◆ Task to carry out ◆
Rewrite each of the following items, substituting "most distant from its boundary" for every occurrence of "farthest from its outline" and leaving all other wording unchanged.

[Pointing dataset excerpts]
[BEGIN]

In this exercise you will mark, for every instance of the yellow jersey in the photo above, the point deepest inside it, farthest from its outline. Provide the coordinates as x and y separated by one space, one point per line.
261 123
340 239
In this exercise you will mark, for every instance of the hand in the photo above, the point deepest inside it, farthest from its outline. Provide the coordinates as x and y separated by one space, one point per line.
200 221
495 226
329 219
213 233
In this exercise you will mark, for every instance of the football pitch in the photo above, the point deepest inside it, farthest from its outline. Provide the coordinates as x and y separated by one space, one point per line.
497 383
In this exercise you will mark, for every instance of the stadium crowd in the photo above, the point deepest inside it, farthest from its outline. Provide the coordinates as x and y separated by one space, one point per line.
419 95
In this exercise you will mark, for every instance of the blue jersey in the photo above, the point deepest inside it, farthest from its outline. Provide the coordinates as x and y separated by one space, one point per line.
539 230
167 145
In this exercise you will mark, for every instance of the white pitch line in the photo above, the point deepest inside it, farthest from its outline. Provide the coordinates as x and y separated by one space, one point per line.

[END]

◆ Written response ◆
In this exercise you will mark, for every instance of the yellow jersey in the photo above, the point deepest inside it, most distant from its boundary. Provide the coordinates as x and y separated by one space, one point per line.
261 123
340 239
In this exercise you will mark, for every instance of the hand in the photo above, the point deepest inside it, most distant from its boundary. Provide the coordinates as x and y separated by one space, one point per line.
200 221
495 226
329 219
213 233
In this exercise you will mark, for every instance of the football pitch in the photo above, the point deepest inside it, most distant from its boundary. Provide the coordinates as x and y separated by one space, one point per line.
497 383
In this exercise you will mark, for every instance of the stadium crowd in the photo above, the point deepest inside it, most distant from its boundary. Provide the coordinates as x and y separated by one space, one point per line.
419 95
In this exercise you will mark, for every instance of the blue jersey in the photo above, the point deepest inside it, most distant from its boundary. Provide the coordinates as x and y separated by one space, one point per line.
539 230
167 145
In this exercise you will mark, for every instance of the white pitch line in the photo above, the point deepest inside it, most distant from its boundary. Provide the coordinates as x and y separated by one space, one point per line.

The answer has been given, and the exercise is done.